**Brief:**
Render the lines of the data as a JSON list of strings, one per line and leaving out blank lines, starting with the line containing "Find broom bristles" and going on through the line containing "[87,128,187,254]".

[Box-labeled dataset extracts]

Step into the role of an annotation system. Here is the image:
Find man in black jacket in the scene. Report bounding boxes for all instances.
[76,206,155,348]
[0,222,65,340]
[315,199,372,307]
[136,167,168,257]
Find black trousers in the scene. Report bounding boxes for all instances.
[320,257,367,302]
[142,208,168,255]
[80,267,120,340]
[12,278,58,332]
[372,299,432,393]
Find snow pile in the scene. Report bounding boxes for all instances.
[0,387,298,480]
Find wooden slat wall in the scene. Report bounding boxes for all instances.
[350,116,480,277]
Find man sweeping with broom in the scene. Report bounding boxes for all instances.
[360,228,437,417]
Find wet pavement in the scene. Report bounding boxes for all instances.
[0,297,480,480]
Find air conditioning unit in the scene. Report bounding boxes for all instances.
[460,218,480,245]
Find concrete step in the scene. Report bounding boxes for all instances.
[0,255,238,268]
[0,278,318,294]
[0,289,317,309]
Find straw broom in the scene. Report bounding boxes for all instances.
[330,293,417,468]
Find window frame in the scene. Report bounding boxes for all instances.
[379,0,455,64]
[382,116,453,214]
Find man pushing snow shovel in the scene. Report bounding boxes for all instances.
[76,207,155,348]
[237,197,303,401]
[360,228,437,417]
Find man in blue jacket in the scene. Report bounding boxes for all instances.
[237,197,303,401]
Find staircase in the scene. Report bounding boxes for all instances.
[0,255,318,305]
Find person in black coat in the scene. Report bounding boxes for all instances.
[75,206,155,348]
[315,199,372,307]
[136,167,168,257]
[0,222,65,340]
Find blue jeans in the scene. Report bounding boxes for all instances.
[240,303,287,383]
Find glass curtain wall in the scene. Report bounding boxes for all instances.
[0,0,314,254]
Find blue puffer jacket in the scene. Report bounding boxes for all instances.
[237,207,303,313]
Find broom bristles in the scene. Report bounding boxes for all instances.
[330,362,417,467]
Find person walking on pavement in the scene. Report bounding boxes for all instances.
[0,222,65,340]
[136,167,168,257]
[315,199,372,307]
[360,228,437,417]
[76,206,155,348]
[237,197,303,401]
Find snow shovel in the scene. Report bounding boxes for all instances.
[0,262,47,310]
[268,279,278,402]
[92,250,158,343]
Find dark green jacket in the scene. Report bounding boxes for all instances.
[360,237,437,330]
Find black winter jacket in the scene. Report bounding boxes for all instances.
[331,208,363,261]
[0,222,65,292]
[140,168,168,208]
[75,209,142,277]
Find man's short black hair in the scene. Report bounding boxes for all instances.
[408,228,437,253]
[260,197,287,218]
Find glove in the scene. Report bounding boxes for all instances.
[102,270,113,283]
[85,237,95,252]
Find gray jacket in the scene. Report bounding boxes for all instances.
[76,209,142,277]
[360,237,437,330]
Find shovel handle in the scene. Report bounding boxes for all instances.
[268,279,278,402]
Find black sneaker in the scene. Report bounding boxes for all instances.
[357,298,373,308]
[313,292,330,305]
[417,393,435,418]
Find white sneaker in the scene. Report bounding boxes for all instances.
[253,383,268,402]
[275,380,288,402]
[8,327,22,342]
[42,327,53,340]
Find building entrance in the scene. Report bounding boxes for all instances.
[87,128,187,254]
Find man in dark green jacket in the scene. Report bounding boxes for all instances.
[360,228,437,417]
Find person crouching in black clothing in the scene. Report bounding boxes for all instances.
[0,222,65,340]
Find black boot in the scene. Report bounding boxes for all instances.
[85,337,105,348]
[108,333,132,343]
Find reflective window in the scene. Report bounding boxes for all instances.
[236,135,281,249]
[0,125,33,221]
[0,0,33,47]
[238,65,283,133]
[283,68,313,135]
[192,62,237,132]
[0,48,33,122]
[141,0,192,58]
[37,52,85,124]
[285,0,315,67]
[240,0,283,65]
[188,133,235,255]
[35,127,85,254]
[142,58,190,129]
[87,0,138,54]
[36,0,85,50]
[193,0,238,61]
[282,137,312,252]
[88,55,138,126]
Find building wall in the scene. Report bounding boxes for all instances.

**The result:**
[
  "Find broom bristles in the scene. Report bounding boxes for all instances.",
  "[330,362,417,467]",
  "Find person walking on pavement in the scene. Report bounding boxes for all instances.",
  "[0,222,65,340]",
  "[136,167,168,257]",
  "[315,199,372,307]",
  "[360,228,437,417]",
  "[76,206,155,348]",
  "[237,197,303,401]",
  "Find snow shovel in the scene. Report bounding boxes for all instances.",
  "[0,262,47,310]",
  "[268,279,278,402]",
  "[92,250,158,343]",
  "Find dark green jacket in the scene. Report bounding boxes for all instances.",
  "[360,237,437,330]",
  "Find black winter jacket in the scene. Report bounding boxes for all instances.",
  "[331,208,363,261]",
  "[0,222,65,292]",
  "[140,168,168,208]",
  "[75,209,142,277]",
  "Find man's short black hair in the scene. Report bounding boxes for all instances.",
  "[408,228,437,253]",
  "[260,197,287,218]",
  "Find glove in the scene. Report bounding boxes for all instances.",
  "[102,270,113,283]",
  "[85,237,95,252]",
  "Find gray jacket in the scene. Report bounding boxes for all instances.",
  "[76,209,142,277]",
  "[360,237,437,330]",
  "Find shovel handle in the scene. Report bounding boxes for all instances.",
  "[268,279,278,402]",
  "Find black sneaker in the scene. Report bounding boxes for all instances.",
  "[357,298,373,308]",
  "[313,292,330,305]",
  "[417,393,435,418]",
  "Find white sneaker in the scene. Report bounding boxes for all instances.",
  "[253,383,268,402]",
  "[275,380,288,402]",
  "[8,327,22,342]",
  "[42,327,53,340]",
  "Find building entrance in the scene. Report bounding boxes for all instances.",
  "[87,128,187,254]"
]